::: Information given

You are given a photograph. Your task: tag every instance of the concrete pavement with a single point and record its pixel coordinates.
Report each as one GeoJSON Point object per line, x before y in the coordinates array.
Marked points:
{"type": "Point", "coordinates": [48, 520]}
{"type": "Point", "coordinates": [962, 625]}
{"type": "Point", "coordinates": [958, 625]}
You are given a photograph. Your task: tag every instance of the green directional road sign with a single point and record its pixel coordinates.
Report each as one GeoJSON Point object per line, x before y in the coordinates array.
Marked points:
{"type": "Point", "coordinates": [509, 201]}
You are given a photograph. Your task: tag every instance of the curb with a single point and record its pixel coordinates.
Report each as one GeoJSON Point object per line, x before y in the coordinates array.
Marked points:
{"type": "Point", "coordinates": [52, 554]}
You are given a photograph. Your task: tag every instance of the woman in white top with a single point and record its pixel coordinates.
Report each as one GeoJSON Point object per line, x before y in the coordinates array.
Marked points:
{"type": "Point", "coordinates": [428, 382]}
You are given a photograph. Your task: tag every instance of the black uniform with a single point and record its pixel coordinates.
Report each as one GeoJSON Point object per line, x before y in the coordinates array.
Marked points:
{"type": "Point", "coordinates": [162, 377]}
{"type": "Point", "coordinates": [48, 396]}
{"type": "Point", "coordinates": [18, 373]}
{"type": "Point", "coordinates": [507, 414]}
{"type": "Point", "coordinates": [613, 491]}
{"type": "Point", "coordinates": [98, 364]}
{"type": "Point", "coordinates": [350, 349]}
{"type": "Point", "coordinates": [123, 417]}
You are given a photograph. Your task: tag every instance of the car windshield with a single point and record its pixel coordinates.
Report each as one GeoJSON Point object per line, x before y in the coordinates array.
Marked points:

::::::

Stated exercise =
Can you reproduce all of the data above, line for line, with no changes?

Answer in full =
You are given a photograph. Your task: tag every instance of the concrete pavement with a single point and record its pixel coordinates.
Report each as one GeoJSON Point object per line, x before y in the coordinates array.
Marked points:
{"type": "Point", "coordinates": [48, 520]}
{"type": "Point", "coordinates": [962, 625]}
{"type": "Point", "coordinates": [958, 625]}
You are given a photograph. Your task: tag every instance of the green directional road sign with a single point and record its pixel coordinates.
Report each as one GeoJSON Point object per line, x before y in the coordinates array.
Marked points:
{"type": "Point", "coordinates": [509, 201]}
You are given a photograph. Your task: tag every instance of the curb with a single point and record its pixel coordinates.
Report each as one GeoJSON Point object per line, x before y in the coordinates array.
Marked points:
{"type": "Point", "coordinates": [52, 554]}
You are given a photograph. Your task: tag every instance of the woman in white top with a single point and record its pixel coordinates.
Report each as one GeoJSON Point object per line, x before y in the coordinates array.
Marked points:
{"type": "Point", "coordinates": [428, 382]}
You are given a photograph. Your task: tag every instance of the black uniform with a single point and record its pixel coordinates.
Report each as one GeoJSON Point object per line, x before y in the coordinates array.
Marked points:
{"type": "Point", "coordinates": [162, 377]}
{"type": "Point", "coordinates": [48, 396]}
{"type": "Point", "coordinates": [18, 373]}
{"type": "Point", "coordinates": [507, 414]}
{"type": "Point", "coordinates": [613, 491]}
{"type": "Point", "coordinates": [98, 364]}
{"type": "Point", "coordinates": [350, 349]}
{"type": "Point", "coordinates": [123, 417]}
You are given a photograph. Your task: tag every instance of the car windshield with a single point and record its pixel coordinates.
Report each as one GeoJSON Point object per line, x before y in the coordinates array.
Marked points:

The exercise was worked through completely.